### Kutipan Halaman

######

Pada halaqah atau lingkaran itu ada seorang anak muda yang amat tampan, hitam manis warna kulitnya, bersih, baik tutur katanya dan termuda usianya di antara mereka. Jika pada mereka terdapat keraguan tentang suatu hadits, mereka tanyakan kepada anak muda itu yang segera memberikan fatwanya.

"Dan ia tak berbicara kecuali bila diminta. Dan tatkala majelis itu berakhir, saya dekati anak muda itu dan saya tanyakan siapa namanya, ia menjawab, saya adalah Mu'adz bin Jabal," tutur A'idzullah.

Shahar bin Hausyab tidak ketinggalan memberikan ulasan, katanya, "Bila para sahabat berbicara, sedang di antara mereka hadir Mu'adz bin Jabal, tentulah mereka akan sama-sama meminta pendapatnya karena kewibawaannya."

######

### Data Sumber
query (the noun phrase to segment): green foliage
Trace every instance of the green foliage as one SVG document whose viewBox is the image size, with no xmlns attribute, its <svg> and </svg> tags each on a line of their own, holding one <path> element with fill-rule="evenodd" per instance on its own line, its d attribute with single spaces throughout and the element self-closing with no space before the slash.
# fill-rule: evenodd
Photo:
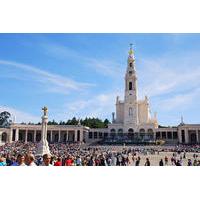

######

### Tujuan Tugas
Tolong jawab pertanyaan berikut berdasarkan kutipan halaman di atas.
1. Bagaimana warna kulit anak muda di halaqah itu?
2. Siapa nama yang disebut anak muda itu ketika ditanya?
3. Menurut Shahar bin Hausyab, mengapa para sahabat meminta pendapat Mu'adz bin Jabal?

### Jawaban Latihan
1. Hitam manis.
2. Mu'adz bin Jabal.
3. Karena kewibawaannya.